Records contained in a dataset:
((
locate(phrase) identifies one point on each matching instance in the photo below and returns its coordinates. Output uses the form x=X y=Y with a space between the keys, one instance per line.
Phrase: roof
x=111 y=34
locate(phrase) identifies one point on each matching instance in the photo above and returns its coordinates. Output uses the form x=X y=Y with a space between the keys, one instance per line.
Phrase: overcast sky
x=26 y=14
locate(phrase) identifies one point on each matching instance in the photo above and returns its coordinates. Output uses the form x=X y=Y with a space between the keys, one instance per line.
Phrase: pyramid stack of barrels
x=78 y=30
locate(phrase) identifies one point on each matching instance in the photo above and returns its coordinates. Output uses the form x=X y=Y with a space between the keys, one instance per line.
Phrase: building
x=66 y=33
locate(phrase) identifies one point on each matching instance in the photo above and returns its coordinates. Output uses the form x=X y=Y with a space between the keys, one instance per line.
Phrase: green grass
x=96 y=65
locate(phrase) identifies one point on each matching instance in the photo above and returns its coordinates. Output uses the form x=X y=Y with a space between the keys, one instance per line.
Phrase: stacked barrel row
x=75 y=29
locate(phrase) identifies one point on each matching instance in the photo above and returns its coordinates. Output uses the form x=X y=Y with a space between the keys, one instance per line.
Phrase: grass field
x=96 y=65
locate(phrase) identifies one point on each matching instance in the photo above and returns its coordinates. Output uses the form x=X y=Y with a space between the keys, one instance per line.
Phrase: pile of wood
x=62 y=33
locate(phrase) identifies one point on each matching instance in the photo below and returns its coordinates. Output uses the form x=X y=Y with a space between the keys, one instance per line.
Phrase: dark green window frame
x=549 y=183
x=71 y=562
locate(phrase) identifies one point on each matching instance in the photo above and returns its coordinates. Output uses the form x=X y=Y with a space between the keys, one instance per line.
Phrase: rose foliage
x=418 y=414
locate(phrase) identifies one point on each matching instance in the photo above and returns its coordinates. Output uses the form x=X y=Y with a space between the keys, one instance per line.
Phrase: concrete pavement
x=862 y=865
))
* Short problem *
Output the data above exactly, please, line for line.

* Solution to the exercise *
locate(phrase) identifies one point on each matching instance in the photo below and returns its coordinates. Output uses the form x=X y=Y with a space between the keys, one instance per line.
Phrase: roof
x=111 y=34
locate(phrase) identifies one point on each matching instance in the photo above and returns its coordinates. Output uses the form x=X y=Y with a space between the keys, one instance per line.
Phrase: overcast sky
x=26 y=14
locate(phrase) identifies one point on each matching instance in the photo above and returns its coordinates. Output uses the form x=X y=Y with a space between the keys, one instance per line.
Phrase: pyramid stack of barrels
x=78 y=30
locate(phrase) identifies one point on each matching instance in the photo above and returns its coordinates. Output uses the form x=X y=Y with a space between the keys, one instance per line.
Phrase: building
x=66 y=33
locate(phrase) identifies one point on each matching instance in the photo above and returns its coordinates. Output uses the form x=X y=Y with a space between the keys, one instance per line.
Phrase: green grass
x=96 y=65
locate(phrase) identifies one point on each matching instance in the photo above and returns its coordinates. Output uses the form x=X y=Y with a space between the keys, one instance per line.
Phrase: stacked barrel row
x=75 y=29
locate(phrase) identifies one point on each matching instance in the photo above and returns its coordinates. Output uses the form x=X y=Y with a space between the keys, one instance per line.
Phrase: grass field
x=96 y=65
locate(phrase) identifies one point on each matching instance in the photo above and returns its coordinates. Output uses the form x=X y=Y with a space between the keys, one instance per line.
Phrase: pile of wood
x=62 y=33
locate(phrase) identifies one point on each matching instance in the photo below and returns its coordinates. Output uses the form x=X y=Y with a space between the keys, one instance per line.
Phrase: dark green window frame
x=549 y=183
x=71 y=562
locate(phrase) identifies one point on each matching instance in the photo above and returns its coordinates. Output uses the form x=X y=Y with a space between the keys, one instance per line.
Phrase: rose foliage
x=418 y=414
locate(phrase) identifies one point on each matching instance in the photo above and returns its coordinates. Output uses the form x=X y=Y with a space between the keys, one instance per line.
Phrase: concrete pavement
x=862 y=865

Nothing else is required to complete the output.